| Source |
□ □ □ □ □ □ □
Executive shall execute, verify and deliver such documents and perform such other acts (including appearances as a witness) as the Company may reasonably request for use in applying for, obtaining, perfecting, evidencing, sustaining, and enforcing such Proprietary Rights and the assignment thereof. In addition, Executive shall execute, verify, and deliver assignments of such Proprietary Rights to the Company or its designees. Executive’s obligation to assist the Company with respect to Proprietary Rights relating to such Inventions in any and all countries shall continue beyond the termination of Executive’s employment with the Company.

 

(c)                                  Executive hereby waives and quitclaims to the Company any and all claims, of any nature whatsoever, that Executive now or may hereafter have for infringement of any Proprietary Rights assigned hereunder to the Company.

 

10.                               Nondisparagement. Neither party hereto shall, whether in writing or orally, malign, denigrate or disparage Executive, the Company, any member of the Crestview Group, their respective subsidiaries or Affiliates, their respective predecessors and successors, or any of the current or former directors, officers, employees, shareholders, partners, members, agents or representatives of any of the foregoing, with respect to any of their respective past or present activities, or otherwise publish (whether in writing or orally) statements that tend to portray any of the aforementioned parties in an unfavorable light. The Company’s obligations under the preceding sentence shall be limited to instructing its and its direct subsidiaries’ senior corporate executives having the rank of Senior Vice President or above to refrain from, whether in writing or orally, maligning, denigrating or disparaging Executive with respect to any of his past or present activities, or otherwise publish (whether in writing or orally) statements that tend to portray Executive in an unfavorable light.

 

11.                               Notification of Subsequent Employer. Executive hereby agrees that prior to accepting employment with, or agreeing to provide services to, any other Person during any period during which Executive remains subject to any of the covenants set forth in Section 6, Executive shall provide such prospective employer with written notice of such provisions of this Agreement, with a copy of such notice delivered simultaneously to the Company; provided, however, that Executive shall not be required to provide a prospective employer with such written notice if such employer engages in a business completely unrelated to the Competitive Activities.

 

12.                               Remedies and Injunctive Relief. Executive acknowledges that a violation by Executive of any of the covenants contained in Section 6, 7, 8, 9 or 10 would cause irreparable damage to the Company in an amount that would be material but not readily ascertainable, and that any remedy at law (including the payment of damages) would be inadequate. Accordingly, Executive agrees that, notwithstanding any provision of this Agreement to the contrary, the Company shall be entitled (without the necessity of showing economic loss or other actual damage) to injunctive relief (including temporary restraining orders, preliminary injunctions and/or permanent injunctions) in any court of competent jurisdiction for any actual or threatened breach of any of the covenants set forth in Section 6, 7, 8, 9, or 10 in addition to any other legal or equitable remedies they may have. The preceding sentence shall not be construed as a waiver of the rights that the Company may have for damages under this Agreement or otherwise, and all of the Company’s rights shall be unrestricted.
□ □ □ □ □ □ □
Material from a collection:

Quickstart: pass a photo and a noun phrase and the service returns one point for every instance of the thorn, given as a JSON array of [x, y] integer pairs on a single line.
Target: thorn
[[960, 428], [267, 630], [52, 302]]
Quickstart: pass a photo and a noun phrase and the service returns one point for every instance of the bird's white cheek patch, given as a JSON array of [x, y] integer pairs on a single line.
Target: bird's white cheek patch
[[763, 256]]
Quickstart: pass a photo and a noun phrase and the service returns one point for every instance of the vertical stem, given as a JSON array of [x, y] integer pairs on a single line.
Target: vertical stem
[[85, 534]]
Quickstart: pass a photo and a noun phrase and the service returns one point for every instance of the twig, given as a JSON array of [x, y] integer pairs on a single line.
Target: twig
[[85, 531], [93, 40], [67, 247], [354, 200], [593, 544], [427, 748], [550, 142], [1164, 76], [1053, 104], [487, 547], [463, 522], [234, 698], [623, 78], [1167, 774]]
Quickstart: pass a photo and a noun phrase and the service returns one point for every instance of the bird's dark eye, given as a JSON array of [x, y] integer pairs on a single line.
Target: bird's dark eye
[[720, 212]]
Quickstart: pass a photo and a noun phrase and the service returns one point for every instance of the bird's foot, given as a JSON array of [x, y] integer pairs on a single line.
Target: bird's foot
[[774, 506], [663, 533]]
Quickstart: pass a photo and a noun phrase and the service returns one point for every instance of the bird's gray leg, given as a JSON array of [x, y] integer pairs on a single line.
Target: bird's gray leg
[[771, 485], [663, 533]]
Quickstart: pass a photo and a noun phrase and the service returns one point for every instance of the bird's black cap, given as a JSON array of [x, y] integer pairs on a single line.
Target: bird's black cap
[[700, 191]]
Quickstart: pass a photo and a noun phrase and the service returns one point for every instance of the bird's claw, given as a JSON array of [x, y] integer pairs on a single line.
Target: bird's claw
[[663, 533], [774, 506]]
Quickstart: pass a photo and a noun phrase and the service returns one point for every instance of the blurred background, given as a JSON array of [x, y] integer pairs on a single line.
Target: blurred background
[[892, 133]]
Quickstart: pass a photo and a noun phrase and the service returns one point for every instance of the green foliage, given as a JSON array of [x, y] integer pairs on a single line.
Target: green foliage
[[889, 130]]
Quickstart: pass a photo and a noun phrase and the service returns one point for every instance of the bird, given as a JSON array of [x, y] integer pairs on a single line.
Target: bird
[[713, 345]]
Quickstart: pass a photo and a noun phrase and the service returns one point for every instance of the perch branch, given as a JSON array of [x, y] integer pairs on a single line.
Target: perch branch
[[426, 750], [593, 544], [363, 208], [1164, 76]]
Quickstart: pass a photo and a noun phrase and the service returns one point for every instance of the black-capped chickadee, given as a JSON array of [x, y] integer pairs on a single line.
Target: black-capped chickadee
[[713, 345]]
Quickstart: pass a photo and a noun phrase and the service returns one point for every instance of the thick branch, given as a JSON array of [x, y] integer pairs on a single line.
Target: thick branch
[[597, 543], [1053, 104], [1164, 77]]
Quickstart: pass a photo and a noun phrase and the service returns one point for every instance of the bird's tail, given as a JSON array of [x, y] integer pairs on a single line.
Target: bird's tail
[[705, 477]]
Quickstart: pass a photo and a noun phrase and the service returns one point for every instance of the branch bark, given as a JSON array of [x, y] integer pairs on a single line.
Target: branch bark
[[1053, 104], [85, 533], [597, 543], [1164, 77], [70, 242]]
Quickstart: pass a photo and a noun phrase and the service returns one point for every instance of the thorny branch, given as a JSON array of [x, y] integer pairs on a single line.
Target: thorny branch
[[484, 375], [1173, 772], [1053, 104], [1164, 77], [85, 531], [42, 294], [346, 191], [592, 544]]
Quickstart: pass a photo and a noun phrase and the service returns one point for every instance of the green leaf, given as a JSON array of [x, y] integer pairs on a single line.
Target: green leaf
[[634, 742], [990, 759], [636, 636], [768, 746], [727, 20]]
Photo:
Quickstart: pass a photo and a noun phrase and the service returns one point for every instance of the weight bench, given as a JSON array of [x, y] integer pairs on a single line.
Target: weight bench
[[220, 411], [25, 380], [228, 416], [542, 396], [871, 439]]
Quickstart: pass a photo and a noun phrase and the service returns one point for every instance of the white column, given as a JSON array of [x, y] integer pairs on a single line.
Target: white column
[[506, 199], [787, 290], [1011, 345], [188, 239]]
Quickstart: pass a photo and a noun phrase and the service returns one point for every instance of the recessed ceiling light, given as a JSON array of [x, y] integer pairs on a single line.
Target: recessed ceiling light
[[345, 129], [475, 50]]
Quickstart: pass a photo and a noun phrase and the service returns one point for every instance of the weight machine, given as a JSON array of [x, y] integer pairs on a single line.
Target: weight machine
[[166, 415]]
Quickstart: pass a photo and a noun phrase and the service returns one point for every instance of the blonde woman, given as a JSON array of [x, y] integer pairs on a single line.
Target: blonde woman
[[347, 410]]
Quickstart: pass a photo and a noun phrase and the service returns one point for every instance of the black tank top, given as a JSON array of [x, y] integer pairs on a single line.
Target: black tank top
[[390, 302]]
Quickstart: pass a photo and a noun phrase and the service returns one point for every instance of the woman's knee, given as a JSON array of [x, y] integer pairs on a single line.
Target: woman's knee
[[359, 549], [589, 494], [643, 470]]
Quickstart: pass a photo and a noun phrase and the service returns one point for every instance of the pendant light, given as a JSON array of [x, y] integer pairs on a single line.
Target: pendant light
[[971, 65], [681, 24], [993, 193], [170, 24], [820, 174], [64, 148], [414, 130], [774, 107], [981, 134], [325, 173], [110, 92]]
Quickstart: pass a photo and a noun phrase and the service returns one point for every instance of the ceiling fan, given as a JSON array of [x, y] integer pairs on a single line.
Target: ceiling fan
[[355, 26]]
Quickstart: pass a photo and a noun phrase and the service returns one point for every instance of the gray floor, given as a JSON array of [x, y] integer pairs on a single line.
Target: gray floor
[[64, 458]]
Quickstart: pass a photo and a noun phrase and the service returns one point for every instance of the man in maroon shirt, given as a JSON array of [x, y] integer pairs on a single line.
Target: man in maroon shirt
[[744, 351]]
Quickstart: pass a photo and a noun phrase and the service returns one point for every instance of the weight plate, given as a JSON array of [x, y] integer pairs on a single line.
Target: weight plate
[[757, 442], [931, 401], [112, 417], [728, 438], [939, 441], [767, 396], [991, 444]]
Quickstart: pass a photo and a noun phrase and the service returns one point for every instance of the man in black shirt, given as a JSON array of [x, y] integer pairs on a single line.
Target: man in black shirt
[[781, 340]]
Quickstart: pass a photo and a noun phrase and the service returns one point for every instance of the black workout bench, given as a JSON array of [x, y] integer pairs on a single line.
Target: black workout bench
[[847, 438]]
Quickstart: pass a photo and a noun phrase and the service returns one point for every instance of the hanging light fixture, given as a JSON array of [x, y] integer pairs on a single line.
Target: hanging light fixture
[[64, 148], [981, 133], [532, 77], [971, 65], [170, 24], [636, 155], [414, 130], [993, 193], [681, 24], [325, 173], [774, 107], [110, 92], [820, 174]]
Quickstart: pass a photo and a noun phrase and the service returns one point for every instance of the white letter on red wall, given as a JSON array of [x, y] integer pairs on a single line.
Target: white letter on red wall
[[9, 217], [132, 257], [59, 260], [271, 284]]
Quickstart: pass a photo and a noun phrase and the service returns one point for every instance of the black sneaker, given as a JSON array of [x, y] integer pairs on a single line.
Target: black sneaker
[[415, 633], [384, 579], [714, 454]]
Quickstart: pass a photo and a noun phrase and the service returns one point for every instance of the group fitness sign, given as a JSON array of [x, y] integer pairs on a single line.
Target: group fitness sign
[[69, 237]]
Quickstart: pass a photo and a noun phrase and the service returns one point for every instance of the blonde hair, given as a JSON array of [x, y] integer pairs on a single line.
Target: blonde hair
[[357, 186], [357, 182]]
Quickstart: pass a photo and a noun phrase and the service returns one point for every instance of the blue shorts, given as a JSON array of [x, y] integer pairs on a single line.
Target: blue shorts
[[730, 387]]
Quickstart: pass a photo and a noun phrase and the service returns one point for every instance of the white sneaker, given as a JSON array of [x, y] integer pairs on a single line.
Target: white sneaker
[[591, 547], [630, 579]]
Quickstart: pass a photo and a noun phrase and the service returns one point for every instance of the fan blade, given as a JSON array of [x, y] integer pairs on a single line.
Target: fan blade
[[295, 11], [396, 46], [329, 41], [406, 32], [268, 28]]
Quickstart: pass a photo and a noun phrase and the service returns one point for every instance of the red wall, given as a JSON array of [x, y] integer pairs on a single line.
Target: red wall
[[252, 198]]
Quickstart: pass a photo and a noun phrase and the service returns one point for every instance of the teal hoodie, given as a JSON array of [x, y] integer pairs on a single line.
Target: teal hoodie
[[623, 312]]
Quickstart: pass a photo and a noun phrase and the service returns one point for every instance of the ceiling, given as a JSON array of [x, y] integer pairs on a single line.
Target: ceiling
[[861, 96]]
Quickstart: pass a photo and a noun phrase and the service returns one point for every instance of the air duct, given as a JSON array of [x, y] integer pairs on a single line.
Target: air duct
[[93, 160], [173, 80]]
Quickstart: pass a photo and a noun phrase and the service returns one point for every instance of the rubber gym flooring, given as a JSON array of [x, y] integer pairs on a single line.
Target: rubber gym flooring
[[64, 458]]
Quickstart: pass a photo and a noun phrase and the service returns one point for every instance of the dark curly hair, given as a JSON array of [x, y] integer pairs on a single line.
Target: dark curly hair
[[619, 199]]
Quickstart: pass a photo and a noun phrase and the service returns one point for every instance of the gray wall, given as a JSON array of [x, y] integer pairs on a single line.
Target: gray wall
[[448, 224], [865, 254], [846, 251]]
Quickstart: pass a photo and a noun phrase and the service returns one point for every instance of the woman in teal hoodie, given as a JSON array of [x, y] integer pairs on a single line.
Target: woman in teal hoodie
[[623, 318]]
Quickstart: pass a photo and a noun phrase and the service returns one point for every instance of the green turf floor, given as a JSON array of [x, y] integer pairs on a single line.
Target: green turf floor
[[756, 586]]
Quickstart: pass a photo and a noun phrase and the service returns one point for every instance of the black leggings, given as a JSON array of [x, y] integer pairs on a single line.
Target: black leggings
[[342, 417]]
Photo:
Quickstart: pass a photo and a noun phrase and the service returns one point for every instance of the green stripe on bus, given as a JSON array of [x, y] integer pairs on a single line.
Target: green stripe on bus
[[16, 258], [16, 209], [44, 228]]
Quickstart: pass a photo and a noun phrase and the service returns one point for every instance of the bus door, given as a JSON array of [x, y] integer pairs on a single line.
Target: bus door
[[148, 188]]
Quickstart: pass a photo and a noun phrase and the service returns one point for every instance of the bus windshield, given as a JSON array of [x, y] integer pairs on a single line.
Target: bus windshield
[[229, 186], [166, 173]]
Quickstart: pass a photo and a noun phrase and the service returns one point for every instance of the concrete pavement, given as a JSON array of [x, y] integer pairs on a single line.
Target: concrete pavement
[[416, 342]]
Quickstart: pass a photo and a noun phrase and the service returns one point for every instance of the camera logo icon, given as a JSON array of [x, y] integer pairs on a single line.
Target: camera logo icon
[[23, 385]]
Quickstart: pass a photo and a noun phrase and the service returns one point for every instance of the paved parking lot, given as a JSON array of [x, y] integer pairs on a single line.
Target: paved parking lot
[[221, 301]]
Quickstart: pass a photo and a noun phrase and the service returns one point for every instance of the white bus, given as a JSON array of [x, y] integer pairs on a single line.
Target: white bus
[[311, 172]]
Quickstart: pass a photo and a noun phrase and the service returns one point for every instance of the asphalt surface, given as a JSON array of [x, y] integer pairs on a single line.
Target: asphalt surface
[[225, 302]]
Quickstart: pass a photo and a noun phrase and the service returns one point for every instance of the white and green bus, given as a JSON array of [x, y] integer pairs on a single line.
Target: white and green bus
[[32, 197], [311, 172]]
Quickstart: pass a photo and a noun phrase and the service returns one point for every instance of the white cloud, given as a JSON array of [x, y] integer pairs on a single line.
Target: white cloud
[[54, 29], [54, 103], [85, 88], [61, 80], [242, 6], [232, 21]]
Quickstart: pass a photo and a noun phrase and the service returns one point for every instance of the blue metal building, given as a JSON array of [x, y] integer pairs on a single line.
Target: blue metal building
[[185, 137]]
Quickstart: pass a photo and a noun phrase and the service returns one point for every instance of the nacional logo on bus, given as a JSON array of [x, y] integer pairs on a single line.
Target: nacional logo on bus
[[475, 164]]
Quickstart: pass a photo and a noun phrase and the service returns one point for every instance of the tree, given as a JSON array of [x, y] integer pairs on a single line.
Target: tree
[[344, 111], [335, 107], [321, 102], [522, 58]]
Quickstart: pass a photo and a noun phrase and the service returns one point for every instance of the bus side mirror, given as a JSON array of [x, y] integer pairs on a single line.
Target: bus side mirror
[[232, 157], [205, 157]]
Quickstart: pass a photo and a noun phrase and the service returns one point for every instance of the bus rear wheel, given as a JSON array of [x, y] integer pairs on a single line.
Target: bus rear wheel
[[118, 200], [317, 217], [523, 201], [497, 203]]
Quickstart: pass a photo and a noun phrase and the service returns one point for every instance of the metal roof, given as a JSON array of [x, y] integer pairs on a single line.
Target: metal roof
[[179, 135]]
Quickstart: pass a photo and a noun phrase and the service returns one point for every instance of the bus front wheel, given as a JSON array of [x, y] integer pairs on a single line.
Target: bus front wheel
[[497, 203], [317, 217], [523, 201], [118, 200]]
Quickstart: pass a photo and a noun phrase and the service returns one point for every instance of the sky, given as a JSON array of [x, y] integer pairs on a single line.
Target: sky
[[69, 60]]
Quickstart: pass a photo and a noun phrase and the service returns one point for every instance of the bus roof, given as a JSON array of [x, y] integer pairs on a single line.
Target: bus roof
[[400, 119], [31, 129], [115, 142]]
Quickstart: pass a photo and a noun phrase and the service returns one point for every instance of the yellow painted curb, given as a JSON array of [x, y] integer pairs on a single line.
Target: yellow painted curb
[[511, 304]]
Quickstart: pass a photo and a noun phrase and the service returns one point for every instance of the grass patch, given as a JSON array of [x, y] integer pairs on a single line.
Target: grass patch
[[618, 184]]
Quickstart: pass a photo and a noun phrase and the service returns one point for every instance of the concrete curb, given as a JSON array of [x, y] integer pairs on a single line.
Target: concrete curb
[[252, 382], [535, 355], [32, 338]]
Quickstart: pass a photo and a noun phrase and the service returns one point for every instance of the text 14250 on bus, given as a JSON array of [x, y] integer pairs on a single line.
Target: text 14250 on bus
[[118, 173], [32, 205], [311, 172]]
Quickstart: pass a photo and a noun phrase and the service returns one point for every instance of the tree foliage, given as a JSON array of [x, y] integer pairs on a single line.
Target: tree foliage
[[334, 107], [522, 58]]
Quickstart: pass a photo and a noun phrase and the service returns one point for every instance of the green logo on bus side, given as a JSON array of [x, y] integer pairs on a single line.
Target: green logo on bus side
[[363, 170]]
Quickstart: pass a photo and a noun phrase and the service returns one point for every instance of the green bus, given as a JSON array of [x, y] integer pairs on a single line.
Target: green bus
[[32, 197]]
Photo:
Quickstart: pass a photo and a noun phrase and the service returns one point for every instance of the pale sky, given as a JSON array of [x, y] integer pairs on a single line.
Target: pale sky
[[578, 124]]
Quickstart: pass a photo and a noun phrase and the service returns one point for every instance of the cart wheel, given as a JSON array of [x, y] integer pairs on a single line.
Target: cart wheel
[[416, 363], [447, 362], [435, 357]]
□ □ □ □ □ □ □
| Request |
Transcribe the passage of the agreement above from "Executive shall execute, verify and" to "to the Company.".

| Exercise output |
Executive shall execute, verify and deliver such documents and perform such other acts (including appearances as a witness) as the Company may reasonably request for use in applying for, obtaining, perfecting, evidencing, sustaining, and enforcing such Proprietary Rights and the assignment thereof. In addition, Executive shall execute, verify, and deliver assignments of such Proprietary Rights to the Company or its designees. Executive’s obligation to assist the Company with respect to Proprietary Rights relating to such Inventions in any and all countries shall continue beyond the termination of Executive’s employment with the Company.

 

(c)                                  Executive hereby waives and quitclaims to the Company any and all claims, of any nature whatsoever, that Executive now or may hereafter have for infringement of any Proprietary Rights assigned hereunder to the Company.